## Task description:
Change "examine" to "inspect" everywhere it appears in the lines below, and leave everything else as it is.

(Coordinate lines with notes)
────────────────────

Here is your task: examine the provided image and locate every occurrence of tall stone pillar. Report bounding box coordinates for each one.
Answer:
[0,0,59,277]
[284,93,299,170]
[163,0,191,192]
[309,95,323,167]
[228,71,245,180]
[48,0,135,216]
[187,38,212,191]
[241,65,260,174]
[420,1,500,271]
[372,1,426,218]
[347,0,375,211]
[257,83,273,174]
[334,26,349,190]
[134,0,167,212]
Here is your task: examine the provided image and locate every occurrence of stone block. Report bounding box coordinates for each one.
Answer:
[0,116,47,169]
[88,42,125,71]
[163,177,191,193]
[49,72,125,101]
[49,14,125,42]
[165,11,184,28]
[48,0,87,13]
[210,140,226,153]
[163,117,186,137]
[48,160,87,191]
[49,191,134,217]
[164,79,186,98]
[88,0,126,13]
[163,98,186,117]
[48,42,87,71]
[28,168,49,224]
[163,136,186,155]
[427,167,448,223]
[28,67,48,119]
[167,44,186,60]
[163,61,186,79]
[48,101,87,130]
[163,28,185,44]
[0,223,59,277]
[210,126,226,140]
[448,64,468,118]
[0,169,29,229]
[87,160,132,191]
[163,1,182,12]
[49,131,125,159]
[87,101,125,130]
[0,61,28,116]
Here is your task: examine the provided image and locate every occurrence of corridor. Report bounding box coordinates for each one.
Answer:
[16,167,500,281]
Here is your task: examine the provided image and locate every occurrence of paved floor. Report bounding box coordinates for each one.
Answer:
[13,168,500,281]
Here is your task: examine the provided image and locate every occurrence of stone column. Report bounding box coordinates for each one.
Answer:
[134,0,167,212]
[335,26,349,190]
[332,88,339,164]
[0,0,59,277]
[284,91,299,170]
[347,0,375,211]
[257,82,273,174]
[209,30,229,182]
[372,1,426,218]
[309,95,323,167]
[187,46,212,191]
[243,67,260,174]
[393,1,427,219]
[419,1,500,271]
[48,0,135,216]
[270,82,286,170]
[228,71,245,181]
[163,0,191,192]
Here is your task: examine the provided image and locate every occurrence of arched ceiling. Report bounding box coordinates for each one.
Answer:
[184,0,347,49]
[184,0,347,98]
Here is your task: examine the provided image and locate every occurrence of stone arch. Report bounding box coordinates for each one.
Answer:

────────────────────

## Response to the exercise:
Here is your task: inspect the provided image and locate every occurrence of tall stone pillar. Report bounding box coordinates for each one.
Answer:
[0,0,59,277]
[284,93,299,170]
[163,0,191,192]
[309,95,323,167]
[228,71,245,180]
[48,0,135,216]
[187,38,212,191]
[241,65,260,174]
[420,1,500,271]
[372,1,426,218]
[347,0,375,211]
[257,83,273,174]
[334,26,349,190]
[134,0,167,212]
Here is your task: inspect the provided image and locate every occurrence of stone block. Report bounding box coordinates for each one.
Answer:
[0,116,47,169]
[88,42,125,71]
[163,177,191,193]
[49,72,125,101]
[49,14,125,42]
[165,11,184,28]
[48,0,87,13]
[210,140,226,153]
[163,117,186,137]
[48,160,87,191]
[49,191,134,217]
[164,79,186,98]
[88,0,126,13]
[163,98,186,117]
[48,42,87,71]
[28,168,49,224]
[163,136,186,155]
[427,167,448,223]
[28,67,48,119]
[167,44,186,60]
[163,61,186,79]
[48,101,87,130]
[163,28,185,44]
[0,223,59,277]
[210,126,226,140]
[448,64,468,118]
[0,169,29,229]
[87,160,132,191]
[163,1,182,12]
[49,131,125,159]
[87,101,125,130]
[0,61,28,116]
Here is your task: inspect the provided image and locate every occurrence of corridor. Report bounding box coordinates for each one.
Answer:
[16,167,500,281]
Here is your task: inspect the provided image and locate every occurrence of paved floor. Report bounding box coordinates for each one.
Answer:
[13,168,500,281]
Here is your task: inspect the provided image and locate every occurrence of stone column. Report bounding box coordinates for each one.
Answer:
[134,0,167,212]
[335,26,349,190]
[332,88,339,164]
[0,0,59,277]
[284,91,299,170]
[347,0,375,211]
[257,82,273,174]
[209,30,229,182]
[372,1,426,218]
[309,95,323,167]
[187,46,212,191]
[243,67,260,174]
[393,1,427,219]
[419,1,500,271]
[48,0,135,216]
[270,82,286,170]
[228,71,245,181]
[163,0,191,192]
Here is your task: inspect the provided image and locate every occurrence of arched ceiling. Report bounding box coordinates for each one.
Answer:
[184,0,347,49]
[184,0,347,98]
Here is your task: inspect the provided image and locate every occurrence of stone arch. Report bounding box coordinates for each one.
Answer:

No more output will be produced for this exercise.